REQUIRED TASKS -
1. Reproduce word for word the portion of the passage on AI consulting that opens with the words containing "How is AI consulting" and closes with "and intake conversion.".
2. Decide whether each statement agrees with the passage on AI consulting, answering yes or no and quoting the passage's deciding words: (a) An AI readiness audit costs between £1,500 and £5,000. (b) Most mid-market firms need only AI consulting, not IT consulting. (c) IT consulting includes help-desk support.
3. List every kind of AI consulting engagement for which the passage on AI consulting gives a cost range.
— start of EXCERPTED PASSAGE —
How is AI consulting different from IT consulting?
IT consulting keeps the firm's infrastructure running — hardware, licensing, patching, help-desk support. AI consulting changes what the firm can do with that infrastructure, focusing on workflows, capability, and measurable outcomes like billable-time recovery and intake conversion.
Both matter. Most mid-market firms need both, but scoped separately and paid separately. A firm paying its IT consultancy £8,000 per month is not paying for strategic AI advice, and a firm paying an AI consultancy £20,000 for a roadmap is not getting help-desk cover. Conflating the two is the most common reason "we spent money on AI and nothing happened" complaints exist.
How much does AI consulting cost for a UK law firm?
Typical UK mid-market ranges: an AI readiness audit costs £1,500 to £5,000, a 12-month roadmap engagement costs £5,000 to £20,000, and an agentic build engagement that delivers working systems costs £15,000 to £40,000 for the initial scope. Ongoing oversight retainers sit between £750 and £2,500 per month depending on complexity.
— end of EXCERPTED PASSAGE —
— start of RECORDS —
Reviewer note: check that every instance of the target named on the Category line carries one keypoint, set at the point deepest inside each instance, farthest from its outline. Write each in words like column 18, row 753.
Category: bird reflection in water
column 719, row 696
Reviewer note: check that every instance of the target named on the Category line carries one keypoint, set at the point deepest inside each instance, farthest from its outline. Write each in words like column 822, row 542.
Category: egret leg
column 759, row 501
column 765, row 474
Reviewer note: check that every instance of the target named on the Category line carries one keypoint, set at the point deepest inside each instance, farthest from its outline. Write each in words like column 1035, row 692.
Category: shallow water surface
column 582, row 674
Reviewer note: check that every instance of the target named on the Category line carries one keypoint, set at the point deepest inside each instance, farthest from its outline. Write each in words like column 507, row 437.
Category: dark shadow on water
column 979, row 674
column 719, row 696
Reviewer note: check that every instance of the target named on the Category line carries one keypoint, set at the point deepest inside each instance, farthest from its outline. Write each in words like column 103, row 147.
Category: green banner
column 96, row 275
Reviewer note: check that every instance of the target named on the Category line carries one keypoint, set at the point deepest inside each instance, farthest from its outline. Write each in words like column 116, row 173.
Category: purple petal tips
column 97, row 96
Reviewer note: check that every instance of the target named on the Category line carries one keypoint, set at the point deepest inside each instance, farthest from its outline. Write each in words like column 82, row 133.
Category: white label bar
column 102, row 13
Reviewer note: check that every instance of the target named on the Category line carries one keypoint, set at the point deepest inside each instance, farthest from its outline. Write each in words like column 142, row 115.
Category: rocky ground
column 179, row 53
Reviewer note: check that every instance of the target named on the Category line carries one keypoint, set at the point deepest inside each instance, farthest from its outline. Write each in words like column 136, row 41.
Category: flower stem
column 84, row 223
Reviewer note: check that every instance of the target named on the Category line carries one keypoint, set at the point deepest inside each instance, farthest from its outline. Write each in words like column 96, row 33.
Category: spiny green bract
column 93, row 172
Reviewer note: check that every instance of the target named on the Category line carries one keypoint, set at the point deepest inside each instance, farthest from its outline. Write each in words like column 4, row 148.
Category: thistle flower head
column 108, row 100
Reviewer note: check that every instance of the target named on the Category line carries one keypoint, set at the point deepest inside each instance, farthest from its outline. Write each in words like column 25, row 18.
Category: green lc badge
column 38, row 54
— end of RECORDS —
THE REPLIES -
1.
How is AI consulting different from IT consulting?
IT consulting keeps the firm's infrastructure running — hardware, licensing, patching, help-desk support. AI consulting changes what the firm can do with that infrastructure, focusing on workflows, capability, and measurable outcomes like billable-time recovery and intake conversion.

2.
(a) Yes: "an AI readiness audit costs £1,500 to £5,000"
(b) No: "Most mid-market firms need both, but scoped separately and paid separately."
(c) Yes: "IT consulting keeps the firm's infrastructure running — hardware, licensing, patching, help-desk support."

3.
- AI readiness audit
- 12-month roadmap engagement
- Agentic build engagement
- Ongoing oversight retainers